What to work on
Copy out the items below with every "retail shelf audit" changed to "store shelf check". Keep everything else the same.
******************************
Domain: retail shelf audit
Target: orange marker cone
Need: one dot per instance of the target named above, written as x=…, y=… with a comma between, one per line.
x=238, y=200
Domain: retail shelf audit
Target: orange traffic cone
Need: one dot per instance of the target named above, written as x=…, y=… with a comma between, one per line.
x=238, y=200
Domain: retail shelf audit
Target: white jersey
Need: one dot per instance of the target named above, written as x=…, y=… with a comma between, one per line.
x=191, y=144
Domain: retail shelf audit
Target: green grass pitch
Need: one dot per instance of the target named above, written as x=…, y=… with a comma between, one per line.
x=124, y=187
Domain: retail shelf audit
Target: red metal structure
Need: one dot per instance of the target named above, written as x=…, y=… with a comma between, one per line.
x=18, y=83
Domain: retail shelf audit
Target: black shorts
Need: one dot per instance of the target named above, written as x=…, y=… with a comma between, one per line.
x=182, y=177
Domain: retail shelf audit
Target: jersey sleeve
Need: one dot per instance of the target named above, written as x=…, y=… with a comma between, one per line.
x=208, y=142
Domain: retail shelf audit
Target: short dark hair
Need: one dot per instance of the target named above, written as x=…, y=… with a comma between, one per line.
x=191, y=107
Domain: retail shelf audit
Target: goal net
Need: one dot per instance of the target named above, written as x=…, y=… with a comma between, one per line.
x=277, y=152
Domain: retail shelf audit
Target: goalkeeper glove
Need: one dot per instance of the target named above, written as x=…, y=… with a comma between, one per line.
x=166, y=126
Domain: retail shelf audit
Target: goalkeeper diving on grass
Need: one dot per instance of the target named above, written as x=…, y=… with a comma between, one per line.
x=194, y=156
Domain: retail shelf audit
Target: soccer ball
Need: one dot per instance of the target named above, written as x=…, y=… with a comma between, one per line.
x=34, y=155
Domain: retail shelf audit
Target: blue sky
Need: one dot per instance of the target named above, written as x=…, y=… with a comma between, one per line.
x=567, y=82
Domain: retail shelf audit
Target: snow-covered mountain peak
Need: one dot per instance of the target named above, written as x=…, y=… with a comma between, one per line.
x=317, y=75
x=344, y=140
******************************
Answer to this task
Domain: store shelf check
Target: orange marker cone
Need: one dot per instance of the target named above, written as x=…, y=… with a comma between, one per line.
x=238, y=200
Domain: store shelf check
Target: orange traffic cone
Need: one dot per instance of the target named above, written as x=…, y=… with a comma between, one per line.
x=238, y=200
Domain: store shelf check
Target: white jersey
Need: one dot per instance of the target named above, written as x=…, y=… with a comma between, one per line.
x=191, y=144
Domain: store shelf check
Target: green grass pitch
Need: one dot per instance of the target named above, written as x=…, y=… with a comma between, one per line.
x=124, y=187
Domain: store shelf check
Target: red metal structure
Need: one dot per instance of the target named above, written as x=…, y=… with a comma between, one per line.
x=18, y=83
Domain: store shelf check
Target: black shorts
Need: one dot per instance of the target named above, written as x=…, y=… with a comma between, one per line.
x=182, y=177
Domain: store shelf check
Target: jersey sleeve
Need: one dot per instance of the target named above, written as x=…, y=… with a comma between, one per line.
x=208, y=142
Domain: store shelf check
Target: short dark hair
Need: one dot per instance of the target named above, written as x=…, y=… with a comma between, one per line.
x=191, y=107
Domain: store shelf check
Target: goal net
Need: one dot per instance of the target named above, written as x=…, y=… with a comma between, one per line.
x=277, y=152
Domain: store shelf check
Target: goalkeeper glove
Need: one dot per instance of the target named above, written as x=…, y=… with a comma between, one per line.
x=166, y=126
Domain: store shelf check
Target: goalkeeper diving on grass
Need: one dot per instance of the target named above, written as x=…, y=… with a comma between, one per line.
x=194, y=156
Domain: store shelf check
Target: soccer ball
Need: one dot per instance of the target named above, written as x=…, y=… with a comma between, one per line.
x=34, y=155
Domain: store shelf check
Target: blue sky
Need: one dot per instance of the target named above, written as x=…, y=… with a comma between, one per line.
x=567, y=82
Domain: store shelf check
Target: snow-covered mountain peak
Need: one dot per instance of the target named above, written as x=…, y=… with a comma between, one per line.
x=317, y=75
x=344, y=140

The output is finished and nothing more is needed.